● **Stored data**
* * *
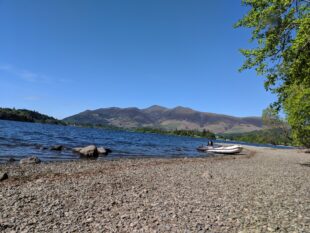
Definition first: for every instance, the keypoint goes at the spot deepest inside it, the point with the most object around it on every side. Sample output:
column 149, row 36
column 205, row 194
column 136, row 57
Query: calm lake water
column 20, row 139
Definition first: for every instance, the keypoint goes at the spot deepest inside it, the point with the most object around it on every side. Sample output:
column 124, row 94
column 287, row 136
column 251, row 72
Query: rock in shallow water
column 89, row 151
column 57, row 147
column 30, row 160
column 103, row 151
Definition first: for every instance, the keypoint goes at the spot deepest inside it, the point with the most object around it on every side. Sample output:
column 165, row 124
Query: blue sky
column 62, row 57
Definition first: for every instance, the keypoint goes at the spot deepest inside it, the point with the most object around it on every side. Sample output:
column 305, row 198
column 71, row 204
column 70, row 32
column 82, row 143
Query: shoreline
column 263, row 190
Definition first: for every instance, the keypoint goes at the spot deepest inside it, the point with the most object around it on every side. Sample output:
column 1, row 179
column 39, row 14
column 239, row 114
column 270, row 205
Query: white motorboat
column 235, row 149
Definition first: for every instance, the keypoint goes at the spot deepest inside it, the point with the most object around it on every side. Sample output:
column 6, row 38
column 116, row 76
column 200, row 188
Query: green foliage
column 189, row 133
column 281, row 30
column 298, row 116
column 272, row 120
column 267, row 136
column 26, row 115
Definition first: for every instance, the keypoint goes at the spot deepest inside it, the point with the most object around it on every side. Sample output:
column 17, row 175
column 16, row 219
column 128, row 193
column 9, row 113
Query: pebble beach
column 260, row 190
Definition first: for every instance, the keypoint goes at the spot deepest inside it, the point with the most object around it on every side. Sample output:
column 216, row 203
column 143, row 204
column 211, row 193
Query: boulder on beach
column 30, row 160
column 77, row 149
column 103, row 151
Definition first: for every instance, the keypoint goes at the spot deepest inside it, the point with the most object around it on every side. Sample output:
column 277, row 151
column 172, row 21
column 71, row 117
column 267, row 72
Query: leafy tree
* * *
● **Work instruction**
Starting at the line that contains "column 305, row 198", write out every line through the end of the entries, exactly and with nothing added.

● **Task answer**
column 305, row 198
column 71, row 204
column 70, row 32
column 82, row 143
Query: shoreline
column 263, row 190
Definition first: for every instance, the keypoint goes at the spot deepest inside it, the point with the most object around it on every side. Sample output:
column 1, row 179
column 39, row 14
column 239, row 114
column 270, row 205
Query: white motorboat
column 235, row 149
Definition first: for every instance, the keypoint goes at the spot deepest inside it, the point with the most object around it on every side. Sample output:
column 6, row 38
column 116, row 76
column 200, row 188
Query: green foliage
column 189, row 133
column 281, row 30
column 298, row 116
column 272, row 120
column 267, row 136
column 26, row 115
Definition first: for every instance, the keypoint goes at the spot deepest inside it, the point with the most object around it on every side. Sample output:
column 17, row 175
column 16, row 219
column 128, row 193
column 9, row 113
Query: pebble beach
column 260, row 190
Definition first: for every instance, the keypoint goes at the spot deepest inside it, the point with the most object around it on every side. Sample output:
column 216, row 203
column 143, row 204
column 211, row 193
Query: boulder on beach
column 30, row 160
column 77, row 149
column 103, row 151
Definition first: for every instance, the keypoint goes at the spot deepest inside it, the point with the most object around it on every side. Sample output:
column 277, row 151
column 172, row 21
column 71, row 117
column 267, row 72
Query: leafy tree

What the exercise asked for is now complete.